Esercizi
• A. Trascrivi dal brano su Shakespeare il passo che comincia con "Naturalmente una simile" e termina con "sul suolo francese.".
• B. Nel brano su Shakespeare, quali personaggi si schierano contro Gloucester nel conflitto tra i nobili?
• C. Prosegui il brano su Shakespeare dal punto in cui si interrompe.

Naturalmente una simile argomentazione si può anche rovesciare: se
Shakespeare aveva già “bruciato” nella prima parte dell’Enri co VI le
potenzialità drammatiche di Talbot e della Pulzella, fino a utilizzare
l’episodio tragico della morte di Talbot e del figlio, avvenuto dopo il
matrimonio tra Enrico VI e Margherita (e dunque teoricamente
appartenente al periodo storico della Contention, ovvero di quella che
sarebbe diventata nell’in-folio la seconda parte dell’Enrico VI), egli aveva
tutto l’interesse ad accantonare personaggi già sfruttati in precedenza, per
concentrarsi sul conflitto nobiliare che oppone tutti contro tutti: Suffolk e
Winchester contro Gloucester, Somerset contro York, Clifford contro
Warwick. In precedenza, l’ostilità tra i nobili, pur causando di fatto la morte
di Talbot, era passata in secondo piano rispetto al motivo della guerra tra
Inghilterra e Francia sul suolo francese.
L’organicità della prima trilogia storica shakespeariana - con il Riccardo III
una vera e propria tetralogia - aveva trovato sostenitori convinti in E.M.W.

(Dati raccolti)
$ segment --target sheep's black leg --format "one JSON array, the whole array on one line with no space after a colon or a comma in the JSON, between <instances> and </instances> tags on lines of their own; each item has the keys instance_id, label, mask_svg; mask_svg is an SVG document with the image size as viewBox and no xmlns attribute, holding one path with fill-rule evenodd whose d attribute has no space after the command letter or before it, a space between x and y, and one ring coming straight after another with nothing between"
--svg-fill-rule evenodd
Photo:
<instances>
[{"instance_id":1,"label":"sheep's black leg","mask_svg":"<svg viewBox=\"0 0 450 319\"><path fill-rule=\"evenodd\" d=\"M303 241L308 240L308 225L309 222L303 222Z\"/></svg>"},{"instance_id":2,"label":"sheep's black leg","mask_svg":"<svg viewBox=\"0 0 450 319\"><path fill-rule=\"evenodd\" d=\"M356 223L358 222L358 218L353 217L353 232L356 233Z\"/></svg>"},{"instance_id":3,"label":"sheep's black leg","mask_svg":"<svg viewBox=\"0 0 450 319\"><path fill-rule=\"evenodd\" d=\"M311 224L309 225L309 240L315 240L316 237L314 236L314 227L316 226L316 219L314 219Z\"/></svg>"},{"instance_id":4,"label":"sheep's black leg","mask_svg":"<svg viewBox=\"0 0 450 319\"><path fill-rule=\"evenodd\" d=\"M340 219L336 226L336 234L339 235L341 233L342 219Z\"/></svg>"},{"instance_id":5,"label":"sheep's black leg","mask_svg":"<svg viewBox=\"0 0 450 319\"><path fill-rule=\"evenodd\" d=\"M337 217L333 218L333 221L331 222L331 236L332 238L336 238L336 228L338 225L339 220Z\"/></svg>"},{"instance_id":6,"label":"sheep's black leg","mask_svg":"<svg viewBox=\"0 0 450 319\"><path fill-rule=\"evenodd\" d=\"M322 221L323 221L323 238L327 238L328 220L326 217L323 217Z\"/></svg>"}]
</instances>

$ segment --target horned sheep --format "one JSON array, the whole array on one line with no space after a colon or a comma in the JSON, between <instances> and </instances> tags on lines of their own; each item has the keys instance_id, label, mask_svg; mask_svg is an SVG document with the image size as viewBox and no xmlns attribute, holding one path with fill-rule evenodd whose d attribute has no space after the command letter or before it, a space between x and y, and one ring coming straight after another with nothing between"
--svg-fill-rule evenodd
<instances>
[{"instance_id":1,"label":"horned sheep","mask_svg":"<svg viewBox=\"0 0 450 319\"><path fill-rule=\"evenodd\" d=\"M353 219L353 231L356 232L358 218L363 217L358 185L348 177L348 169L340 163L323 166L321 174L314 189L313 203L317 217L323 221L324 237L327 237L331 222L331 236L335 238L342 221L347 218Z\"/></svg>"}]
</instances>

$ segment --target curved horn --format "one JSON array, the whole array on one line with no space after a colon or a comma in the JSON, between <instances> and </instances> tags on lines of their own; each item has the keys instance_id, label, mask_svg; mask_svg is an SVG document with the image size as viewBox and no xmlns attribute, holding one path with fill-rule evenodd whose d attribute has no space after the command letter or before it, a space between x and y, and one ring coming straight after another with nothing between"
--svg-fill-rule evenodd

Risposte in ordine
• A.
Naturalmente una simile argomentazione si può anche rovesciare: se
Shakespeare aveva già “bruciato” nella prima parte dell’Enri co VI le
potenzialità drammatiche di Talbot e della Pulzella, fino a utilizzare
l’episodio tragico della morte di Talbot e del figlio, avvenuto dopo il
matrimonio tra Enrico VI e Margherita (e dunque teoricamente
appartenente al periodo storico della Contention, ovvero di quella che
sarebbe diventata nell’in-folio la seconda parte dell’Enrico VI), egli aveva
tutto l’interesse ad accantonare personaggi già sfruttati in precedenza, per
concentrarsi sul conflitto nobiliare che oppone tutti contro tutti: Suffolk e
Winchester contro Gloucester, Somerset contro York, Clifford contro
Warwick. In precedenza, l’ostilità tra i nobili, pur causando di fatto la morte
di Talbot, era passata in secondo piano rispetto al motivo della guerra tra
Inghilterra e Francia sul suolo francese.

• B. Suffolk e Winchester.

• C.
Tillyard (Shakespeare’s History Plays, 1944) e in Andrew Cairncross, il
curatore della New Arden Edition. Anche se l’approccio storiografico di
Tillyard - postulante l’intenzione di Shakespeare di farsi interprete del Mito
dei Tudor con la sua visione provvidenziale del passato, riscattato
dall’avvento della dinastia Tudor dopo la catastrofe della guerra civile -, è
stato messo da tempo in discussione, molti tra i critici recenti hanno
sottolineato un elemento di continuità tra le tre parti dell’Enrico VI, sia
rivalutando la sua prima parte, sia mostrando la difficoltà di giungere a
conclusioni certe per quanto riguarda la presunta assenza di qualsiasi
riferimento alla prima parte dell’Enrico VI nelle altre due opere della
trilogia. Ad esempio, John W. Blanpied ( Time and the Artist in
Shakespeare’s English Histories, 1983) osserva che gli History Plays a cui
Shakespeare si dedicò nell’ultimo decennio del XVI secolo vanno visti «non
come una semplice successione di opere, ma come una fondamentale
categoria immaginativa», dotata di una coerenza cronologica.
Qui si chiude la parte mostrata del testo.